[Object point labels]
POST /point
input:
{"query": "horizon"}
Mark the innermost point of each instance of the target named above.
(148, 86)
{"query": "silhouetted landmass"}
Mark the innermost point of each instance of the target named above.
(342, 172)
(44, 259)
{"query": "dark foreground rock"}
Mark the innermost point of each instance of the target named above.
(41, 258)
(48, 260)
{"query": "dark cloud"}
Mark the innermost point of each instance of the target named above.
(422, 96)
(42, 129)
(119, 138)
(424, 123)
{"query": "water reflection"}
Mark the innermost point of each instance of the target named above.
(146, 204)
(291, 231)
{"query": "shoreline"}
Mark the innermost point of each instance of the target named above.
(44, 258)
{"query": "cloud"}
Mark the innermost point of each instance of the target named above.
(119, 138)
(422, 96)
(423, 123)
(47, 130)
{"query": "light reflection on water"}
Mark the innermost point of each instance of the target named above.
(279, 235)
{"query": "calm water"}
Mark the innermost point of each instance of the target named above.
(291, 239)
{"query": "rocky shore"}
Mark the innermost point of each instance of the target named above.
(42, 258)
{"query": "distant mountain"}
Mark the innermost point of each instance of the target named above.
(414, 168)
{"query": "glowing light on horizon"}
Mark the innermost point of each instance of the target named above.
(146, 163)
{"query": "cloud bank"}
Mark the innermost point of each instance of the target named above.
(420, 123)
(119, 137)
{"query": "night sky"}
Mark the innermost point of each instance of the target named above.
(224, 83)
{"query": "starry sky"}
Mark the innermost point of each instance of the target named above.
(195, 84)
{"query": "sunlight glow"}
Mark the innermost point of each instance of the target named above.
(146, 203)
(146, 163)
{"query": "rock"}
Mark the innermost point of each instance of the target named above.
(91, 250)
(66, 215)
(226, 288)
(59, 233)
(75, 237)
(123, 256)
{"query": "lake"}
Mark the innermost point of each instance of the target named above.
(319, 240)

• [Goal]: Your task is to transcribe the listing above in full, exactly as given.

• [Exercise solution]:
POST /point
input:
{"query": "horizon"}
Mark the innermost point of each instance of the target named above.
(148, 86)
{"query": "silhouetted landmass"}
Mark the innermost point of each instance of the target named above.
(342, 172)
(44, 259)
{"query": "dark foreground rock"}
Mark the innermost point of each instance of the target named above.
(41, 258)
(48, 260)
{"query": "dark cloud"}
Mark the innermost point of each instance of the target named above.
(422, 96)
(42, 129)
(119, 138)
(424, 123)
{"query": "water reflection"}
Mark the innermost point of each instance of the target named above.
(146, 204)
(291, 231)
{"query": "shoreline"}
Mark the innermost point of each instance of the target named above.
(44, 258)
{"query": "cloud"}
Mark the innermost point of each instance of the target named above.
(119, 138)
(422, 96)
(423, 123)
(47, 130)
{"query": "light reflection on water"}
Mark the innermost point of each instance of the target named above.
(279, 235)
{"query": "calm water"}
Mark the innermost point of each instance of the target named above.
(291, 239)
{"query": "rocky shore"}
Mark the innermost point of each instance of the target named above.
(42, 258)
{"query": "distant mountain"}
Mark the innermost point of each instance of the target named above.
(414, 168)
{"query": "glowing light on horizon"}
Mark the innermost point of each instance of the target named above.
(146, 163)
{"query": "cloud bank"}
Mark the innermost point of each instance of the target named above.
(420, 123)
(119, 137)
{"query": "night sky"}
Mark the innermost point of each instance of the target named above.
(224, 83)
{"query": "starry sky"}
Mark the innermost point of each instance of the target named above.
(195, 84)
{"query": "sunlight glow"}
Mark the innermost point of each instance of the target named above.
(146, 203)
(146, 163)
{"query": "rock"}
Mark the innermost point of each instance of the target named above.
(91, 250)
(66, 215)
(226, 288)
(59, 233)
(75, 237)
(123, 256)
{"query": "lake"}
Mark the innermost point of each instance of the target named above.
(319, 240)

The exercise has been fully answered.